THE PROBLEM
All of the records below need to be copied exactly.

* Start *

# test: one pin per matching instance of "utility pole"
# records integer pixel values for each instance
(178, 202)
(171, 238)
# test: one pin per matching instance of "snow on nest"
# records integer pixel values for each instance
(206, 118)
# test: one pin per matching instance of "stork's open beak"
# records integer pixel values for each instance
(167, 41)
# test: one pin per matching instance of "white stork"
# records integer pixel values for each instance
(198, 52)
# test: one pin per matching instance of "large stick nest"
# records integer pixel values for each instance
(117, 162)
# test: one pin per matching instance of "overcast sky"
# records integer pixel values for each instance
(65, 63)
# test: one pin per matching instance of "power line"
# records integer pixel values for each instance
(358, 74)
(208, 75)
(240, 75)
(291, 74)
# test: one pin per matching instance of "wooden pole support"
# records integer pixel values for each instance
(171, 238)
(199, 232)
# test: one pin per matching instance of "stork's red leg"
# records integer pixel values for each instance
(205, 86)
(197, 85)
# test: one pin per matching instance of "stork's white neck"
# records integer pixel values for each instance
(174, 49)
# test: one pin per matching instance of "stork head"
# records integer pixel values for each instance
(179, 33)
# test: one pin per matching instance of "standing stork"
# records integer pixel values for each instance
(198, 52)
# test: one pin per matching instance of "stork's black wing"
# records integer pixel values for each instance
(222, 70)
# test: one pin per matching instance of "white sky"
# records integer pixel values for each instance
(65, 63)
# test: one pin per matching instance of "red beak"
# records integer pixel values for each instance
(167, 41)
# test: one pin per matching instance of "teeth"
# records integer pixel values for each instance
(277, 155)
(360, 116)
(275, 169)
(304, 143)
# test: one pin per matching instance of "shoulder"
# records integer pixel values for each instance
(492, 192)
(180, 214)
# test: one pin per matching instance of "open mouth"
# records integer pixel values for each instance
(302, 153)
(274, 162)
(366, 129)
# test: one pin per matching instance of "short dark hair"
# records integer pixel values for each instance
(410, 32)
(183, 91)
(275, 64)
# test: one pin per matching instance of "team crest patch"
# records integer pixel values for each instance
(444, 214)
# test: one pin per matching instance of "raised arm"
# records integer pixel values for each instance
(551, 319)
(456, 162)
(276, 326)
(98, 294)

* End *

ANSWER
# test: one pin per matching instance of "utility pole"
# records integer pixel values for each instance
(178, 202)
(171, 238)
# test: one pin per matching instance of "snow on nest"
# records integer pixel values for each instance
(206, 118)
# test: one pin per matching instance of "stork's open beak"
# records integer pixel values for each instance
(167, 41)
# test: one pin per matching instance of "white stork"
# records integer pixel values for each instance
(198, 52)
# test: one pin per matching instance of "large stick nest"
# records integer pixel values for each instance
(117, 162)
# test: one pin per matching instance of "overcast sky"
# records integer pixel values for each instance
(65, 63)
# test: one pin per matching instance of "power line"
# records integer pixel values for each instance
(358, 74)
(208, 75)
(240, 75)
(291, 74)
# test: one pin per matching instance of "wooden pole support"
# records integer pixel values for each instance
(171, 238)
(199, 232)
# test: one pin per matching instance of "stork's red leg"
# records integer pixel values for each instance
(205, 86)
(197, 85)
# test: one pin per matching instance of "stork's white neck"
# records integer pixel values for each instance
(174, 49)
# test: one pin per matching instance of "stork head"
# records integer pixel values for each instance
(179, 33)
# test: one pin per matching instance of "standing stork"
# records integer pixel values for each instance
(198, 52)
# test: one pin per matching instance of "stork's black wing"
# records integer pixel values for each instance
(222, 70)
# test: one pin per matching instance of "white sky"
# records integer pixel values for each instance
(65, 63)
# test: one pin per matching instance of "red beak"
# records integer pixel values for each instance
(167, 41)
# test: one pin per matching instance of "teeth"
# records integer pixel values for each instance
(277, 155)
(360, 116)
(275, 169)
(304, 143)
# test: one pin per matching instance of "shoulder"
# records integer pixel values for each instance
(492, 192)
(180, 214)
# test: one pin per matching instance of "open mouth"
# records integer pixel values for each instance
(302, 153)
(274, 162)
(366, 129)
# test: one pin per matching instance of "short dark hair"
# records integer pixel values for each instance
(410, 32)
(183, 91)
(275, 64)
# test: one pin per matching instance of "team crest patch"
# records integer pixel values for each instance
(444, 214)
# test: one pin per matching instance of "raised arm"
# records integer pixel values for each instance
(551, 319)
(456, 162)
(276, 326)
(98, 294)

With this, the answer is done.